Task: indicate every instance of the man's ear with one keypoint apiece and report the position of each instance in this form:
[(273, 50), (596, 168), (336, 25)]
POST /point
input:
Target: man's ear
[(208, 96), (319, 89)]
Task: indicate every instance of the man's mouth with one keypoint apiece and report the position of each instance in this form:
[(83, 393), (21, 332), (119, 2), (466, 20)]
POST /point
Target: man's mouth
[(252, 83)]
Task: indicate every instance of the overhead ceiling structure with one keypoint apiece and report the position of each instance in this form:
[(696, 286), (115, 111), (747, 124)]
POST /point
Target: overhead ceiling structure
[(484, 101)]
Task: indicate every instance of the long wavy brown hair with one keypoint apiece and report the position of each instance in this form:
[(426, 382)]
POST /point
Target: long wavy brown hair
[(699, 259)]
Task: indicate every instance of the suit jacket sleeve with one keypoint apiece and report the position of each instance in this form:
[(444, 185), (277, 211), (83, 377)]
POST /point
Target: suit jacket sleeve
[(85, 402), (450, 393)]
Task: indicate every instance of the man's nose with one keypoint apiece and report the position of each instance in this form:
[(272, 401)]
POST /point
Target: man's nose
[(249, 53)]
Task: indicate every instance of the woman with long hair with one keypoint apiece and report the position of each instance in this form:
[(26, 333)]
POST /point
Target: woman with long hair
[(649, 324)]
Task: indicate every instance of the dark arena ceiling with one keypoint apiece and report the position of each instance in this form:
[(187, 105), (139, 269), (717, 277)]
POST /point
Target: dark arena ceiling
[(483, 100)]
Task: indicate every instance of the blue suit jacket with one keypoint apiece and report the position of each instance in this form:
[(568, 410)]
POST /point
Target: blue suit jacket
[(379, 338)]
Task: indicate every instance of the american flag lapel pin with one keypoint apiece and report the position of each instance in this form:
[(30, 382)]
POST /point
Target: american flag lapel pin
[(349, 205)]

OBJECTIVE
Give back the items starting at the line containing "Task: indicate every instance of the american" and ending at the last line of the items, renaming "lapel pin" to "badge" and leaving everything else unchanged.

COMPLETE OUTPUT
Task: indicate every instance of the american flag badge with one keypoint apiece and report the position of each instance in this form:
[(30, 382)]
POST /point
Target: american flag badge
[(349, 205)]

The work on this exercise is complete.